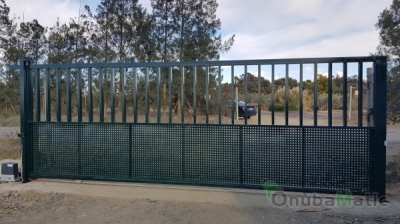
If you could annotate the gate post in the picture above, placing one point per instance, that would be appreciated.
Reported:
(379, 119)
(26, 113)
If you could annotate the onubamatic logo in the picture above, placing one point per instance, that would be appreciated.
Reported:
(279, 198)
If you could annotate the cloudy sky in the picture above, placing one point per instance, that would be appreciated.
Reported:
(264, 29)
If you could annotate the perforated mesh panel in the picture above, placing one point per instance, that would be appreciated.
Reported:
(55, 148)
(337, 158)
(272, 154)
(157, 151)
(313, 158)
(104, 149)
(212, 154)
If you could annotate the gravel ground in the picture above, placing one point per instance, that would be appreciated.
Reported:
(35, 207)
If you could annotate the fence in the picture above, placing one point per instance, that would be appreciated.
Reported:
(173, 122)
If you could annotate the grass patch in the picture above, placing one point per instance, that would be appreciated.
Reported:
(7, 120)
(10, 149)
(393, 171)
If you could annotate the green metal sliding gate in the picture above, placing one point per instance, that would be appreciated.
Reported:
(142, 147)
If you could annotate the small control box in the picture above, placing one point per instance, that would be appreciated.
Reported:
(9, 172)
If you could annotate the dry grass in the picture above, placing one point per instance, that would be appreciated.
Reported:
(393, 170)
(10, 149)
(294, 98)
(9, 120)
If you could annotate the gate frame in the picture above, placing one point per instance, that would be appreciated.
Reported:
(378, 150)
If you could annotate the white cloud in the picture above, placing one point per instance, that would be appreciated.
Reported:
(264, 29)
(45, 11)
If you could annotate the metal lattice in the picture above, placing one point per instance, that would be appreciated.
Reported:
(313, 158)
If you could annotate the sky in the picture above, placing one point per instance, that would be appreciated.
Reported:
(264, 29)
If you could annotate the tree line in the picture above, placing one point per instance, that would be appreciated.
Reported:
(115, 31)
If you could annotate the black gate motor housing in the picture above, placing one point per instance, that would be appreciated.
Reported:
(9, 172)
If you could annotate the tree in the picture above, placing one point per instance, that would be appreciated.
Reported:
(10, 49)
(188, 30)
(389, 29)
(34, 36)
(252, 84)
(281, 83)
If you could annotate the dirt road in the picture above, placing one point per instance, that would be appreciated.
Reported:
(49, 202)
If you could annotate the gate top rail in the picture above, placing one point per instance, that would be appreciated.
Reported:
(212, 63)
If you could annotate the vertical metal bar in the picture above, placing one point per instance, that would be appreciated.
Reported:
(48, 97)
(330, 95)
(69, 107)
(130, 150)
(315, 94)
(182, 95)
(112, 95)
(58, 92)
(194, 94)
(158, 95)
(183, 153)
(345, 94)
(273, 95)
(146, 99)
(207, 94)
(245, 94)
(26, 111)
(101, 86)
(135, 81)
(360, 94)
(90, 83)
(38, 91)
(379, 118)
(170, 94)
(232, 103)
(301, 95)
(241, 154)
(303, 156)
(259, 94)
(79, 95)
(287, 95)
(123, 77)
(219, 95)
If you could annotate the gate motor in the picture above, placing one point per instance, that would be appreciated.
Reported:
(9, 172)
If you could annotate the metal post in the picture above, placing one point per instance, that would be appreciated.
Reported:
(350, 96)
(370, 95)
(379, 118)
(237, 104)
(26, 111)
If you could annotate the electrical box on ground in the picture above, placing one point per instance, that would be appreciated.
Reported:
(9, 172)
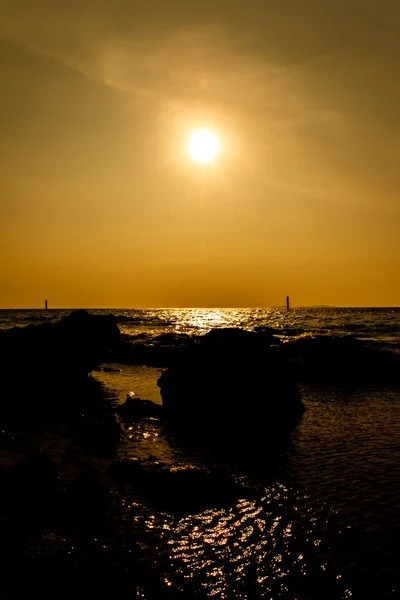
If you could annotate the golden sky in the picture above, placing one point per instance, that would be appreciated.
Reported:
(100, 203)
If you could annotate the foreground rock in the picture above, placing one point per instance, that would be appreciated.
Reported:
(177, 489)
(135, 409)
(341, 360)
(232, 386)
(45, 367)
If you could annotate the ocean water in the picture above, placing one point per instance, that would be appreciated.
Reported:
(325, 523)
(379, 325)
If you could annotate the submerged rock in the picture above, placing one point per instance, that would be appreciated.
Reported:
(54, 360)
(100, 433)
(345, 359)
(232, 386)
(135, 409)
(177, 489)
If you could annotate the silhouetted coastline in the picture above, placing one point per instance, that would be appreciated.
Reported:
(231, 402)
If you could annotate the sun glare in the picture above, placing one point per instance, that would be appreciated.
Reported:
(203, 146)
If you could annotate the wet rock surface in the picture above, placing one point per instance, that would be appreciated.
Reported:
(135, 409)
(52, 361)
(341, 360)
(232, 385)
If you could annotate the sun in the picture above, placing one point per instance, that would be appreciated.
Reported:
(203, 146)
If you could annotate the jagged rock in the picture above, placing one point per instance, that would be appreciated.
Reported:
(341, 359)
(101, 433)
(231, 386)
(135, 409)
(55, 360)
(177, 489)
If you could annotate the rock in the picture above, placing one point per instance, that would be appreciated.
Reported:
(31, 488)
(84, 500)
(177, 489)
(135, 409)
(341, 360)
(50, 353)
(101, 433)
(232, 386)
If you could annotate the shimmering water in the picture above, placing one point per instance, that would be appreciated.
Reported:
(325, 523)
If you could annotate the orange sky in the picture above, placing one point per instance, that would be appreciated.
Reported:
(100, 205)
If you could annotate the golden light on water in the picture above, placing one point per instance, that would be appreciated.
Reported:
(203, 146)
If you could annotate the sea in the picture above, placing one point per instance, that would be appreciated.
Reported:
(325, 522)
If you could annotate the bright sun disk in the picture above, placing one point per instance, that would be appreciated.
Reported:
(203, 146)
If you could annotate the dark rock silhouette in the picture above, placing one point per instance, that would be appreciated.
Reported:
(178, 490)
(54, 360)
(233, 386)
(135, 409)
(100, 432)
(341, 360)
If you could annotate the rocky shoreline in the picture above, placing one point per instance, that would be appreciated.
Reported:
(61, 508)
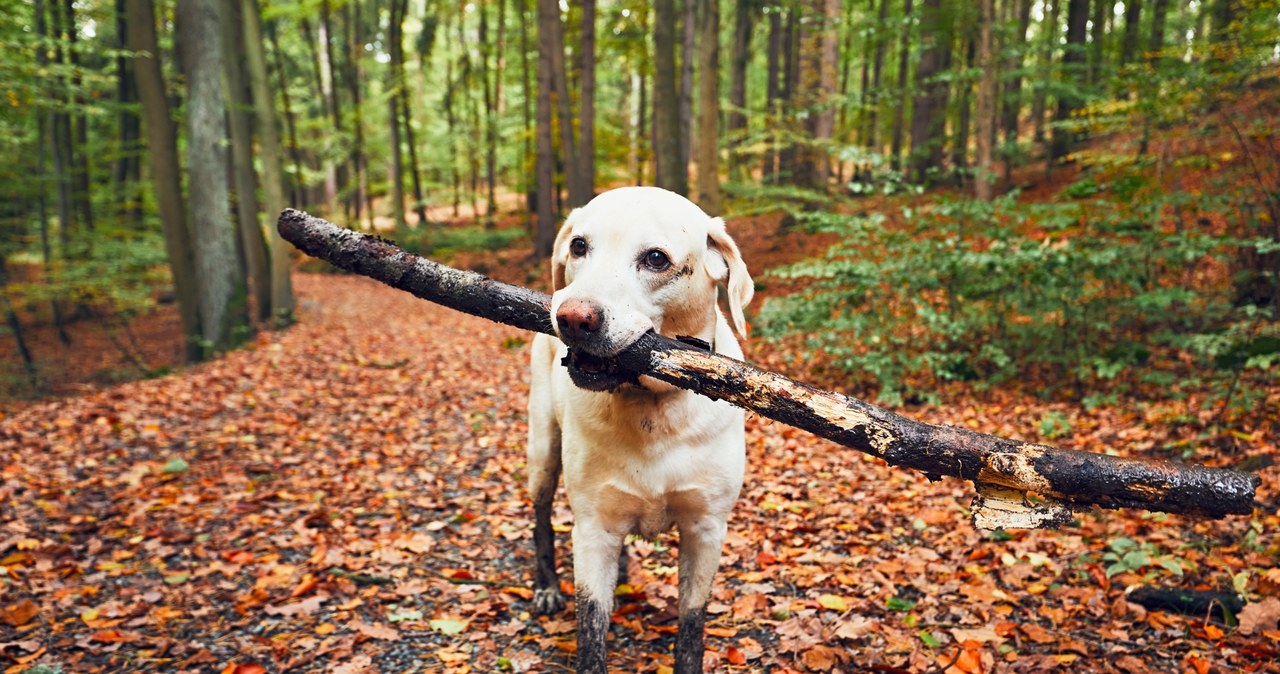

----------

Aim of the exercise ->
Whenever "tree" shows up in a line of the listing, copy that whole line.

Solution for this problem ->
If you could annotate the tree line in the picture above, placing one point per instance, that would be appreciated.
If you could annotate the tree in the picture above, placing one point per instance, that would be appreciated.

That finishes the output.